▸ WHAT YOU SHOULD DO
Please reproduce the following records exactly as they appear.

○ ○ ○ ○ ○ ○ ○

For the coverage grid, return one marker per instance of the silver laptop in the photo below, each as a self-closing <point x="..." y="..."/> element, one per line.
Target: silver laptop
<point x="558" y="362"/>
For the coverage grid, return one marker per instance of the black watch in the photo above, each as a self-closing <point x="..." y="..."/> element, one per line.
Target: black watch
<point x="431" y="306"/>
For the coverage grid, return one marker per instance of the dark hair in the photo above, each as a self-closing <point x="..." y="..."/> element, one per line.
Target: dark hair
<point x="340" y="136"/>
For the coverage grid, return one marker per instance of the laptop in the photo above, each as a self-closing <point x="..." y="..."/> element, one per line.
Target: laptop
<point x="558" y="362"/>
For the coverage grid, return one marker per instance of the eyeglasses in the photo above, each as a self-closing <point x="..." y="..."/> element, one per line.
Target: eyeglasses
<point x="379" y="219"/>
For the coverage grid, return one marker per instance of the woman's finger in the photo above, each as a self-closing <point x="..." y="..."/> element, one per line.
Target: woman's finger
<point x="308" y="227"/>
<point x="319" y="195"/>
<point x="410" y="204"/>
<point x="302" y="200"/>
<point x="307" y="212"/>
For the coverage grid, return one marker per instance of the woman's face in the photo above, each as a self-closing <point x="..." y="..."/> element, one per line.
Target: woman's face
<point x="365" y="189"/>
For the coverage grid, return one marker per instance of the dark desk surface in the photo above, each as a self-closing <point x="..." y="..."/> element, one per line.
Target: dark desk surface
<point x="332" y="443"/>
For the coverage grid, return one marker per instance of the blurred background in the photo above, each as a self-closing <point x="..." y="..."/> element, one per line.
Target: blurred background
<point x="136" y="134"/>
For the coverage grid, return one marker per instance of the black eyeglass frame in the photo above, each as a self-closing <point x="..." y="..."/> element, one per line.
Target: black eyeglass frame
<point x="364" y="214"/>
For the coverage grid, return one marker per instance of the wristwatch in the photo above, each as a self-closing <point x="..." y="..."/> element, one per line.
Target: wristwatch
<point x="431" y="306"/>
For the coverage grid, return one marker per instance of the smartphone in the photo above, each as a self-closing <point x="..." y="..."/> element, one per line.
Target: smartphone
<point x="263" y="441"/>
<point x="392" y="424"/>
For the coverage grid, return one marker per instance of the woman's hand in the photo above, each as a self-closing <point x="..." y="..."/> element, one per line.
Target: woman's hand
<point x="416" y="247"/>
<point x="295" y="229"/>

○ ○ ○ ○ ○ ○ ○

▸ TASK SOLUTION
For the coverage grid, return one marker per instance of the silver laptop in the photo below, each as a self-closing <point x="..." y="..."/> element, one per line.
Target: silver laptop
<point x="558" y="362"/>
For the coverage grid, return one marker per instance of the black watch in the photo above, each as a self-closing <point x="..." y="..."/> element, one per line.
Target: black watch
<point x="431" y="306"/>
For the coverage grid, return one marker per instance of the dark hair in the photo above, each as a self-closing <point x="..." y="..."/> element, one per line.
Target: dark hair
<point x="340" y="136"/>
For the coverage grid, return one marker per instance of the laptop in the photo above, each as a self-closing <point x="..." y="..."/> element, one per line.
Target: laptop
<point x="558" y="362"/>
For the coverage grid, return one marker per instance of the eyeglasses in the photo above, each as a self-closing <point x="..." y="..."/> element, one per line.
Target: eyeglasses
<point x="379" y="219"/>
For the coverage grid, return one marker per instance of the woman's finger in the photo above, each as a self-closing <point x="..." y="..."/> element, one per line.
Target: woman's finger
<point x="308" y="227"/>
<point x="319" y="195"/>
<point x="410" y="204"/>
<point x="302" y="200"/>
<point x="307" y="212"/>
For the coverage grid, return one marker per instance of the woman's face in the photo above, each as a self-closing <point x="..." y="..."/> element, one per line.
Target: woman's face
<point x="365" y="189"/>
For the coverage grid, return one marker per instance of the dark desk surface in the photo above, each as a self-closing <point x="..." y="..."/> element, one per line.
Target: dark desk surface
<point x="332" y="443"/>
For the coverage grid, return one marker per instance of the blurred background in the photo above, each as a self-closing <point x="..." y="..."/> element, one per line.
Target: blurred background
<point x="136" y="134"/>
For the coverage grid, return one marker per instance of the black eyeglass frame in the photo above, each as a self-closing <point x="..." y="..."/> element, one per line.
Target: black eyeglass frame
<point x="364" y="214"/>
For the coverage grid, return one marker per instance of the wristwatch in the photo above, each as a self-closing <point x="..." y="..."/> element, one per line.
Target: wristwatch
<point x="431" y="306"/>
For the coverage grid, return one marker per instance of the smartphone in the photo above, each as a self-closing <point x="..." y="..."/> element, one per line.
Target: smartphone
<point x="263" y="441"/>
<point x="392" y="424"/>
For the coverage grid, return one marker per instance of the woman's hand in the photo above, each as a self-closing <point x="..." y="..."/> element, one per line.
Target: woman's hand
<point x="416" y="247"/>
<point x="295" y="229"/>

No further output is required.